● **Things to do**
(a) In the forum thread excerpt, which two v9 headers call __builtin_memcmp themselves?
(b) Repeat the portion of the forum thread excerpt starting at "array (I haven’t" and ending at "to fix this.".

● **Excerpted text**

I was curious to see how much work it would be to work around this, so I hacked up (and vendored) my libstdc++ headers in order to add detection for the guilty functions, and started a branch of workarounds.

The guilty v9 headers (which call __builtin_memcmp themselves) are:

bits/char_traits.h
bits/stl_algobase.h

v10 adds:

array (I haven’t looked into this one yet)

The workarounds mostly involve creating comparators for containers to avoid the default lexicographical_compare and getting rid of some std::equal usage. Those are pretty straightforward. But then I discovered that many of the boost string parsing functions end up being guilty.

For example: boost::split(vDeploymentParams, strDeployment, boost::is_any_of(":")); ends up internally calling std::__equal<true>::equal().

And while this might be a good excuse to get rid of some of boost usage, I’m afraid that the boost libs themselves are going to be a problem. And I don’t think we want to be patching boost to fix this.

Even worse than boost, glibc and libstdc++ themselves are likely affected as well (for different reasons).

I can push up my partial work if anyone is interested, but it’s not looking like this is a good way forward.

theuni on Sep 30, 2020

This is a patch against the broken GCC versions that emits a warning when the bug could be triggered: https://gist.github.com/real-or-random/1548239059158370416dfdc6a866329a

When I compile the project with this patch, I don’t get any warning. That’s good news. But unfortunately, this is not perfeclty sound. It catches all known examples but it fails to catch the std::lexicographical_compare example in this thread… Maybe the reason is buried somewhere in this function but I don’t know. https://gcc.gnu.org/onlinedocs/gcc-10.2.0/libstdc++/api/a00596_source.html#l01592

real-or-random on Sep 25, 2020

● **Raw data**
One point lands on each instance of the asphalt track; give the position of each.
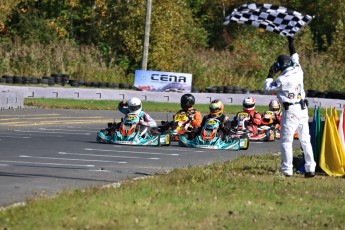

● **Worked solutions**
(a) bits/char_traits.h and bits/stl_algobase.h

(b)
array (I haven’t looked into this one yet)

The workarounds mostly involve creating comparators for containers to avoid the default lexicographical_compare and getting rid of some std::equal usage. Those are pretty straightforward. But then I discovered that many of the boost string parsing functions end up being guilty.

For example: boost::split(vDeploymentParams, strDeployment, boost::is_any_of(":")); ends up internally calling std::__equal<true>::equal().

And while this might be a good excuse to get rid of some of boost usage, I’m afraid that the boost libs themselves are going to be a problem. And I don’t think we want to be patching boost to fix this.